What to do:
Answer these questions from the forum thread below about the bite valve.
1. How much did the first poster pay for the Gerber Evader hydration pack, and about how much does it retail for?
2. What happens when the poster takes the bite valve off the tube?
3. What does emtnate say not to do to a new valve that won't open all the way, and why?

Extracted text:
....

# Maybe I'm just an idiot...how do you use a bite valve?



## Moonlight Graham (May 14, 2008)

So I bought a Gerber Evader hydration pack off the internets for $25. I bought it because it retails for about $70, so I thought it was a good deal.

So I get it today, will it with some water and give it a try.

Nothing.

I take the bite valve off the tube, water flows right on through. But the valve back on and bite down, like the instructions say, and nothing happens.

How are you supposed to get water to come out of the bladder through the bite valve?


----------



## s0ckeyeus (Jun 20, 2008)

You are sucking...right?


----------



## emtnate (Feb 9, 2008)

Some of the new camelbak valves don't open up all the way when they are new. Don't cut it (or it won't close right again) but try to move the rubber around with your fingers until it opens up.


----------



## Moonlight Graham (May 14, 2008)

s0ckeyeus said:


> You are sucking...right?


Yes, until I nearly pass out. I'd make Monica Lewinsky proud.


----------



## mikkelz (Apr 21, 2009)

This thread is hilarious!


----------



## Moonlight Graham (May 14, 2008)

....

Data provided:
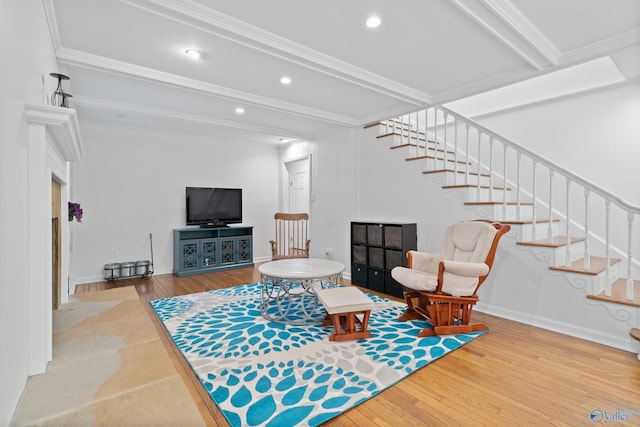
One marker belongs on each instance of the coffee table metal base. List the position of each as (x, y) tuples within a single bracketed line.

....

The completed task:
1. $25; it retails for about $70.
2. Water flows right through.
3. Don't cut it, or it won't close right again.